EXERCISE DESCRIPTION:
Retype the lines below exactly as they appear, but leave out the pictures.

── MATERIAL FOR THIS EXERCISE ──

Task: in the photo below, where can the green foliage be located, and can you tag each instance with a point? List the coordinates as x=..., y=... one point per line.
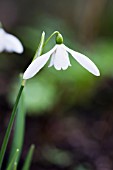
x=19, y=128
x=28, y=160
x=12, y=163
x=57, y=156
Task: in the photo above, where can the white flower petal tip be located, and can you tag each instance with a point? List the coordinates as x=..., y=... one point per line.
x=9, y=42
x=60, y=61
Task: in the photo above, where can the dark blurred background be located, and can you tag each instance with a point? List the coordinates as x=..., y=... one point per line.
x=69, y=113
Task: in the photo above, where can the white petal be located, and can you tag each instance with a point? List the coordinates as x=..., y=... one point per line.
x=52, y=60
x=61, y=59
x=37, y=64
x=84, y=61
x=12, y=44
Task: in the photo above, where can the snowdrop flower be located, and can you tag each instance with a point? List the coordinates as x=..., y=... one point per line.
x=60, y=60
x=9, y=42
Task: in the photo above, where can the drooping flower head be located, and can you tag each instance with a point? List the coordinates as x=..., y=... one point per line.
x=9, y=42
x=60, y=60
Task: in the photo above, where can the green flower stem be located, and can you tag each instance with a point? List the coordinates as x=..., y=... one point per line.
x=8, y=131
x=56, y=32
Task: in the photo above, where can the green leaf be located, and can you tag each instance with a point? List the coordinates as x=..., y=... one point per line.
x=11, y=121
x=19, y=128
x=27, y=163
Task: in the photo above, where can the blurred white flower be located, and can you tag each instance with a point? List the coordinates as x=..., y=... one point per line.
x=9, y=42
x=60, y=60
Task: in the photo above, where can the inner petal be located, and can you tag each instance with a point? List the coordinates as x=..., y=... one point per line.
x=61, y=59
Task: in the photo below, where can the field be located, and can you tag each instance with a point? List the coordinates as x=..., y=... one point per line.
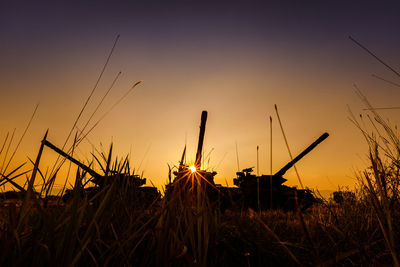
x=116, y=225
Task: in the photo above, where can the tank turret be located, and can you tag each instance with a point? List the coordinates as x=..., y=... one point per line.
x=282, y=196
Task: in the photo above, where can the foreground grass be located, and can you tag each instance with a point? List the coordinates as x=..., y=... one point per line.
x=109, y=230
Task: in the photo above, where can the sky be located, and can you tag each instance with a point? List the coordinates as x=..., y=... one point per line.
x=235, y=59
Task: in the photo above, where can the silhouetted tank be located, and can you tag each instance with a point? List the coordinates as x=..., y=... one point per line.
x=132, y=183
x=246, y=194
x=272, y=193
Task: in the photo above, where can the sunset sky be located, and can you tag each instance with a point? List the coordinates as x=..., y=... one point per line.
x=235, y=59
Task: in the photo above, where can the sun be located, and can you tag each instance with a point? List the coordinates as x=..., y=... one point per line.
x=192, y=168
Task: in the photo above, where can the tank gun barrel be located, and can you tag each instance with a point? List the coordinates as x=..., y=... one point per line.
x=301, y=155
x=65, y=155
x=201, y=139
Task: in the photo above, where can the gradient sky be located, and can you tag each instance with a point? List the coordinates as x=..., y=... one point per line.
x=233, y=59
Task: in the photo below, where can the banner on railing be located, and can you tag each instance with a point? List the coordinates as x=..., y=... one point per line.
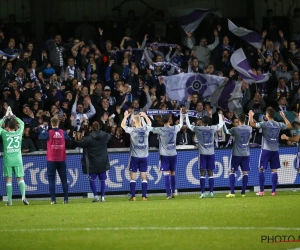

───

WRITTEN SOLUTION:
Task: in the photo below, where can the green foliage be located, and can you tag each instance with a point? List the coordinates as x=..., y=... one point per line.
x=19, y=128
x=28, y=160
x=12, y=163
x=57, y=156
Task: in the photo above, where can the white flower petal tip be located, and can you tag each instance with a point? List the coordinates as x=..., y=... one point per line.
x=9, y=42
x=60, y=61
Task: in the photo above, where can the dark blurred background be located, and can you tag each instance with a point? List the coordinates as x=..., y=... one point per line.
x=69, y=113
Task: in the photo above, where can the white petal be located, and can you tag each instance with a point? List the coordinates as x=..., y=... one point per line.
x=52, y=60
x=61, y=59
x=37, y=64
x=84, y=61
x=12, y=44
Task: in the photo above, where can the snowdrop flower be located, and can you tag each instance with a point? List the coordinates as x=..., y=... one point per line.
x=60, y=60
x=9, y=42
Task: in the photo above, where can the drooping flower head be located, and can you tag each instance with a point? List the coordinates as x=..., y=... one point per line.
x=9, y=42
x=60, y=60
Task: in the photo above, where can the green flower stem be located, and can you tag each instance with a point? List the coordinates as x=..., y=... one point per line.
x=8, y=131
x=56, y=32
Task: in the photo above, where can the green leaf be located, and can you tag each instance with a point? List the coordinates as x=..., y=... one point per line.
x=11, y=121
x=19, y=128
x=27, y=163
Task: in the photo above, where can the blurred white flower be located, and can you tag each instance with a point? List the coordinates as x=..., y=... one point per line.
x=9, y=42
x=60, y=60
Task: in the photo above, where can the inner petal be located, and can you tag each instance with a point? List the coordinates as x=..., y=... one point per line.
x=61, y=59
Task: in the photo below, where can the field be located, and can you tag each instance with a point? List the coordinates as x=..., y=... one point per line.
x=116, y=225
Task: in the photo above, where can the tank turret be located, and can you tag each instance with a point? List the coordinates as x=..., y=... one point per line.
x=282, y=196
Task: in the photo above, where can the foreground grass be located, and can you tag each instance with a point? List the coordinates as x=..., y=... one point per line.
x=109, y=230
Task: in the photo above, where can the sky be located, and can you tag each instance with a point? List the coordinates as x=..., y=... one point per line.
x=235, y=59
Task: in the photo above, where can the silhouetted tank be located, and can you tag each instance with a point? List the coordinates as x=..., y=... one point per line.
x=132, y=183
x=246, y=194
x=272, y=193
Task: in the photo above, where can the sunset sky be located, and can you tag each instance with a point? List the coordinates as x=..., y=... one point per line.
x=235, y=59
Task: in the photo above, where can the sun be located, and can you tag each instance with a point? List the coordinates as x=..., y=... one point per line.
x=192, y=168
Task: in the photo above, where can the tank gun barrel be located, and can you tag each instance with a point? List the coordinates as x=..., y=... one point per line.
x=301, y=155
x=65, y=155
x=201, y=139
Task: in the photo above, where can the gradient sky be located, and can you tag each instance with a point? List the coordinates as x=..., y=... one point per line.
x=233, y=59
Task: in the photo below, where can the banner on railing be located, and can you tag each instance with a point? List the coordinates as x=..., y=... one point per line.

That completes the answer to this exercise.